Work instructions >> Find "Reviewer note: confirm that each instance of the balcony" in the data below; transcribe the line it appears on and each line after it, exactly, to the end, and nothing else.
**********
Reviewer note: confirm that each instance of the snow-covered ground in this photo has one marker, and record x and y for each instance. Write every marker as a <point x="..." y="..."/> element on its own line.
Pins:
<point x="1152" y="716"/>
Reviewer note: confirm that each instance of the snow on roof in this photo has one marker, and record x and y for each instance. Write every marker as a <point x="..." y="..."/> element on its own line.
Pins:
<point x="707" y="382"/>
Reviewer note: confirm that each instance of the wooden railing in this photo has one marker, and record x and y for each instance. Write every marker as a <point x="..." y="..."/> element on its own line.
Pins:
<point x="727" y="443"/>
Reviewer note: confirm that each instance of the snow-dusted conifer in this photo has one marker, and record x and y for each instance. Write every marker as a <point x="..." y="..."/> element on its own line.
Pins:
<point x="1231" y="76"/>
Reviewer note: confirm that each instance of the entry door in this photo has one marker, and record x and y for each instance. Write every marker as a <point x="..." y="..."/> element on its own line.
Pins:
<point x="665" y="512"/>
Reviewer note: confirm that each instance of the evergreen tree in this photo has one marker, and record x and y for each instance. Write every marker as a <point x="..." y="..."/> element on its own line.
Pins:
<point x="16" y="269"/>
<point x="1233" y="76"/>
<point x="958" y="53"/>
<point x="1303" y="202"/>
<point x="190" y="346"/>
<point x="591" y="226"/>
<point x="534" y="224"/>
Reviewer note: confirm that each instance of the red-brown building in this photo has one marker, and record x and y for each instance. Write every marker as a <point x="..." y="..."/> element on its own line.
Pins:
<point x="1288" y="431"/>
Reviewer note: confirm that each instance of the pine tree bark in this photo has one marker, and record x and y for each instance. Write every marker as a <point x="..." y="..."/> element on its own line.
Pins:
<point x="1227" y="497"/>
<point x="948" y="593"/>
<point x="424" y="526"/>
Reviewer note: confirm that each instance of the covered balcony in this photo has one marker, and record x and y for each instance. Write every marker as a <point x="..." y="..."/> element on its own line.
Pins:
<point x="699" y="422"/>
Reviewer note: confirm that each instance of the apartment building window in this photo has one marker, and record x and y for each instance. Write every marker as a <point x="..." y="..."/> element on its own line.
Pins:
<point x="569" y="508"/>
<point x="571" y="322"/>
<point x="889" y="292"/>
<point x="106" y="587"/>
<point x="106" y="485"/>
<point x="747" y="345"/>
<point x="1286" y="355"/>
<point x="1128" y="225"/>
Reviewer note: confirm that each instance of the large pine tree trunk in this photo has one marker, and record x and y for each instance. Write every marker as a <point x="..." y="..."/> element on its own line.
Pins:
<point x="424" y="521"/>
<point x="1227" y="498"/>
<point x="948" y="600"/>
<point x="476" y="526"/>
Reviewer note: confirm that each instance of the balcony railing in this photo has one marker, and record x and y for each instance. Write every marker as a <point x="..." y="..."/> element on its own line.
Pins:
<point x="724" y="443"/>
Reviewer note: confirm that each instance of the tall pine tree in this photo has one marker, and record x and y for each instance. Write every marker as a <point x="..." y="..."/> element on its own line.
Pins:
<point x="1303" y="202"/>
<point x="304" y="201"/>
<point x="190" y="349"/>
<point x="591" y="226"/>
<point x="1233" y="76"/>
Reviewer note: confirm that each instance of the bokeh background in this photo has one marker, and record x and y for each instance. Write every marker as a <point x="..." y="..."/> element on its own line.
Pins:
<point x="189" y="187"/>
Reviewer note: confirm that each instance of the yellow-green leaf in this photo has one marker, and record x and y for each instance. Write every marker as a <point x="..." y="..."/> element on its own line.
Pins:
**********
Result of this task >>
Reviewer note: confirm that each instance of the balcony railing in this photo has one marker, and record x and y for each instance. Write every marker as a <point x="..." y="..."/> element on its own line.
Pins:
<point x="724" y="443"/>
Reviewer note: confirm that each instance of the tall pine tree in this photo has one marker, and record x and y for each instance. Write every marker as a <point x="..." y="..."/> element on its own line.
Pins:
<point x="1303" y="202"/>
<point x="304" y="201"/>
<point x="190" y="349"/>
<point x="591" y="226"/>
<point x="1233" y="76"/>
Reviewer note: confirm that each instance of the bokeh background in this photo has one marker, and record x and y for each instance. Write every marker as a <point x="..." y="..."/> element on its own line.
Pins:
<point x="189" y="187"/>
Reviewer note: confirm that each instance of the yellow-green leaf in this photo has one marker, and record x and y for each instance. Write every marker as a <point x="..." y="..."/> element on its own line.
Pins:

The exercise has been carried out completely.